**Raw records**
....................

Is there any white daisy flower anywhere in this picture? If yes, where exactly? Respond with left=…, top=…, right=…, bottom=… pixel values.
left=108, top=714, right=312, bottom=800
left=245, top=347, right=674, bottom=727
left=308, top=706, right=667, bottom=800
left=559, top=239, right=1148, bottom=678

....................

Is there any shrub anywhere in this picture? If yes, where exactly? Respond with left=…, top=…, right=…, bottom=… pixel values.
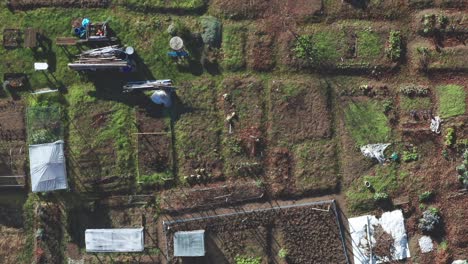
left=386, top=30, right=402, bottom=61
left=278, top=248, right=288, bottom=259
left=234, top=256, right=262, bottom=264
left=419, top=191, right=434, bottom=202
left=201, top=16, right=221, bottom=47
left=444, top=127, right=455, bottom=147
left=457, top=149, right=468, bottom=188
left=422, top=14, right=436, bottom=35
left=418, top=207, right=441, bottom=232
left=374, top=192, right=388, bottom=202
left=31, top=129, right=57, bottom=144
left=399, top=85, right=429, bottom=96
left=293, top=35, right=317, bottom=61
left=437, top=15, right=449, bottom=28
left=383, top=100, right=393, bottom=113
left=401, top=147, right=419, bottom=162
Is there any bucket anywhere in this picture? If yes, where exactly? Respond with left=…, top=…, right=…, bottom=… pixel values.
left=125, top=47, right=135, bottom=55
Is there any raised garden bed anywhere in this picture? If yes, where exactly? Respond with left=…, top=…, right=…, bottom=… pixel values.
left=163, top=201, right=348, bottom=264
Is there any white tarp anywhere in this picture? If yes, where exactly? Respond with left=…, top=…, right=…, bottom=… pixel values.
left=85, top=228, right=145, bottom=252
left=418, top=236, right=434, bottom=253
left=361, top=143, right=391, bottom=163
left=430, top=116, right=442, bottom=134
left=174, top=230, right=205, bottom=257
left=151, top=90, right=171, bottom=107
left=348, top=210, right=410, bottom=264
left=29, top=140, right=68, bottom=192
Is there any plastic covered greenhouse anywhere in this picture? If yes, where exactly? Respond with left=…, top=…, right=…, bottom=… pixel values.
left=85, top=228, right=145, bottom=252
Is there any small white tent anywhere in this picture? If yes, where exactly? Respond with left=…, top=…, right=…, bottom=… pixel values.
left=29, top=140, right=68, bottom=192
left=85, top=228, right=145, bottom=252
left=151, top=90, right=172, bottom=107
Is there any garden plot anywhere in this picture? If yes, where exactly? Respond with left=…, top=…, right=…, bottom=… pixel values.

....................

**INSTRUCTION**
Please edit the listing starting at the line containing "Is there any plastic" and ending at the line containing "Is there any garden", replacing "exactly" with "precisely" and keeping everything else unchanged. Return only those lines.

**RESULT OF THIS EXERCISE**
Is there any plastic covered greenhouse anywhere in this picture? If yes, where precisely? Respond with left=…, top=…, right=…, bottom=… pixel values.
left=85, top=228, right=145, bottom=252
Is there any small white tent anywhere in this picture? If yes, where precisely? Respond with left=…, top=…, right=…, bottom=… pixel values.
left=29, top=140, right=68, bottom=192
left=85, top=228, right=145, bottom=252
left=151, top=90, right=172, bottom=107
Is there any garden plot anywhere in this picture? If yes, where precisely? Respond with left=…, top=…, right=…, bottom=… pixel values.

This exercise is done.